(EXERCISE OBJECTIVE) Write out the stretch of the sublicense agreement text from "Improvement both within" through "to the Technology.", word for word.

*** SOURCE TEXT ***

In  all other cases, ECC shall pay all expenses and fees of both reviews and 
arbitration, including all out-of-pocket expenses actually and reasonably 
incurred by Sublicensee in connection therewith. 
      
          (d)  The second failure within any two-year period by Sublicensee 
to make timely payment of the correct Royalty amount due under this Agreement 
as finally determined under paragraph 5(c) shall constitute a breach of a 
material obligation of Sublicensee and may result in the termination of this 
Agreement pursuant to paragraph 16 hereof, unless Sublicensee has cured such 
failure within sixty (60) days from the date notice of such failure is 
delivered to Sublicensee. 
    
     6.   IMPROVEMENTS TO TECHNOLOGY 
      
          (a)  If, while the Sublicense remains in effect, Sublicensee should 
develop any improvement, refinement or change, whether patentable or 
unpatentable, relating in whole or in part to any portion of the Technology 
or the Products (such improvement hereinafter referred to as an 
"Improvement"), to the extent that the Improvement is directed to a 
composition, formulation or the material (i.e., other than a method of 
manufacture, handling or processing of Food Packages) Sublicensee shall 
notify ECC of such Improvement within a reasonable time of and in no event 
more than ninety (90) days after its development and shall provide ECC with 
access to all information concerning such improvement as ECC shall reasonably 
request:  provided, however, that all such information shall be confidential 
and shall be subject to all restriction on disclosure as set forth in this 
Agreement or otherwise arising.  Sublicensee (i) shall assign the 
non-exclusive right to make, use, sell, sublicense and otherwise 
commercialize the Improvement (A) outside of the Territory and (B) within the 
Field of Use, within the Territory to ECC for an assignment fee of $1,000.00 
and (ii) shall retain a non-exclusive perpetual (i.e., to the fullest extent 
it is legally empowered) license to make, use, sell or otherwise 
commercialize the 

Improvement both within and outside of the Field of Use and within and 
outside the Territory.  If ECC (i) obtains rights in and to an Improvement 
from another sublicensee of the Technology, in whole or in part, or otherwise 
or (ii) develops such Improvement, it shall within a reasonable time of and 
in no event more than ninety (90) days after it obtains such rights inform 
the Sublicensee of such Improvement and at the request of the Sublicensee 
grant the Sublicensee a non-exclusive perpetual (i.e., to the fullest extent 
it is legally empowered) license to make, use, sell or assign (pursuant to 
the terms of this Sublicense Agreement) the Improvement within the Field of 
Use within the Territory.  No additional Royalty will be due by virtue of the 
addition of an Improvement to the Technology.

*** ENTRIES SHOWN ***

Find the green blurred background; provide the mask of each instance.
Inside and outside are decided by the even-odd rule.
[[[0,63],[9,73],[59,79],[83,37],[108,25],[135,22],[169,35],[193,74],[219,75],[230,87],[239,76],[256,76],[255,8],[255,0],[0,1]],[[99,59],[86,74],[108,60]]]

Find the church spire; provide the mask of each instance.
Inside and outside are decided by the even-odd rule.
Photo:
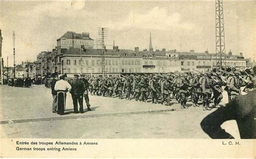
[[[150,32],[149,51],[153,51],[153,46],[152,46],[151,32]]]

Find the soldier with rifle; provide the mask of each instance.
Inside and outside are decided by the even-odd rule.
[[[203,73],[202,73],[203,74]],[[202,93],[203,94],[204,101],[203,102],[203,110],[210,110],[210,103],[212,93],[212,80],[211,78],[211,73],[210,72],[206,72],[202,80]]]

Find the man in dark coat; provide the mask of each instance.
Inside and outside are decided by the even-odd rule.
[[[71,82],[71,96],[73,100],[73,105],[74,106],[75,113],[78,113],[77,108],[77,101],[79,105],[79,112],[80,113],[84,113],[84,107],[83,106],[83,95],[85,91],[84,83],[81,79],[78,79],[79,75],[75,74],[74,79]]]
[[[241,139],[256,139],[256,90],[239,95],[227,104],[205,117],[201,127],[212,139],[234,139],[221,125],[226,121],[235,120]]]
[[[54,89],[54,86],[58,80],[58,73],[57,72],[53,73],[51,75],[52,79],[51,82],[51,94],[53,100],[52,101],[52,113],[57,113],[57,91]]]

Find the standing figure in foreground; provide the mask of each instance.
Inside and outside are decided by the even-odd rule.
[[[52,73],[52,80],[51,82],[51,94],[53,100],[52,101],[52,113],[57,113],[57,91],[54,89],[54,87],[58,79],[58,73],[57,72]]]
[[[90,105],[90,100],[89,96],[89,87],[90,84],[88,80],[85,78],[85,75],[84,74],[81,74],[81,80],[83,81],[85,91],[84,92],[84,100],[87,106],[87,111],[91,111],[92,110],[90,108],[91,105]]]
[[[54,86],[54,89],[57,91],[57,112],[58,114],[63,115],[66,106],[66,92],[71,90],[71,86],[66,81],[62,75],[60,80],[57,81]]]
[[[75,113],[78,113],[77,108],[77,101],[79,105],[79,112],[80,113],[84,113],[84,107],[83,106],[83,94],[85,90],[83,81],[78,79],[79,75],[75,74],[74,79],[71,81],[71,85],[72,99],[73,100],[73,105],[74,106]]]

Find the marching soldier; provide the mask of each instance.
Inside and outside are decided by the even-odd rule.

***

(ANSWER TO THE PROBLEM)
Improvement both within and outside of the Field of Use and within and 
outside the Territory.  If ECC (i) obtains rights in and to an Improvement 
from another sublicensee of the Technology, in whole or in part, or otherwise 
or (ii) develops such Improvement, it shall within a reasonable time of and 
in no event more than ninety (90) days after it obtains such rights inform 
the Sublicensee of such Improvement and at the request of the Sublicensee 
grant the Sublicensee a non-exclusive perpetual (i.e., to the fullest extent 
it is legally empowered) license to make, use, sell or assign (pursuant to 
the terms of this Sublicense Agreement) the Improvement within the Field of 
Use within the Territory.  No additional Royalty will be due by virtue of the 
addition of an Improvement to the Technology.